>> START DATA ENTRIES

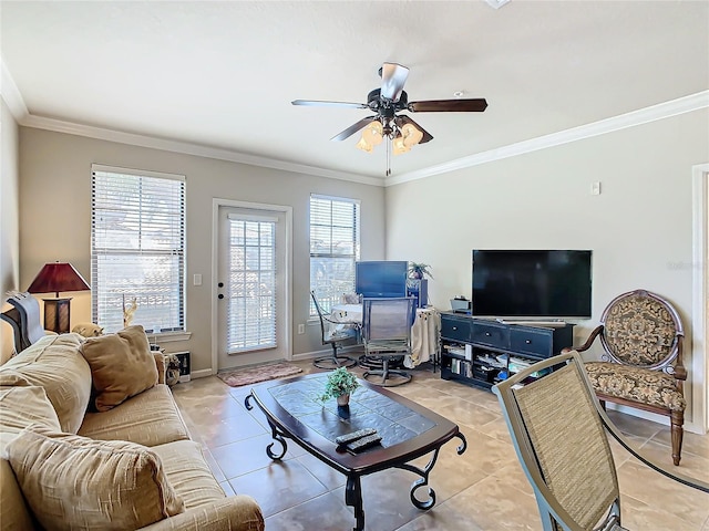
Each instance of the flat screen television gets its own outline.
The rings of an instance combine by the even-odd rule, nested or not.
[[[472,314],[590,319],[592,251],[473,250]]]
[[[354,290],[367,298],[407,296],[405,260],[361,261],[354,267]]]

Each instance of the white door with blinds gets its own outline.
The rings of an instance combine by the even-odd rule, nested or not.
[[[218,369],[286,360],[286,214],[222,206],[218,217]]]

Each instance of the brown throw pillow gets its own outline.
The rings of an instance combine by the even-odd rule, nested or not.
[[[107,412],[157,383],[155,358],[141,325],[90,337],[81,352],[91,367],[99,412]]]
[[[7,446],[22,494],[43,529],[138,529],[185,510],[157,455],[34,425]]]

>> END DATA ENTRIES

Please repeat all of the entries above word for word, leaving out the picture.

Each instance of the flat screen television gets its own outline.
The rings of an instance combine by the even-odd rule, nested or not.
[[[472,314],[590,319],[592,251],[473,250]]]
[[[354,290],[367,298],[407,296],[405,260],[361,261],[354,267]]]

Each instance of the white door with blinds gets its own outline.
The rings of an instance combine by the even-odd rule, nested or not.
[[[218,369],[286,360],[286,214],[222,206],[218,217]]]

Each instance of the brown throw pillow gets its own outline.
The rings of an instance combine by the even-odd rule, nested or not.
[[[107,412],[157,383],[155,358],[141,325],[90,337],[81,352],[91,367],[99,412]]]
[[[7,446],[22,494],[43,529],[138,529],[185,510],[157,455],[34,425]]]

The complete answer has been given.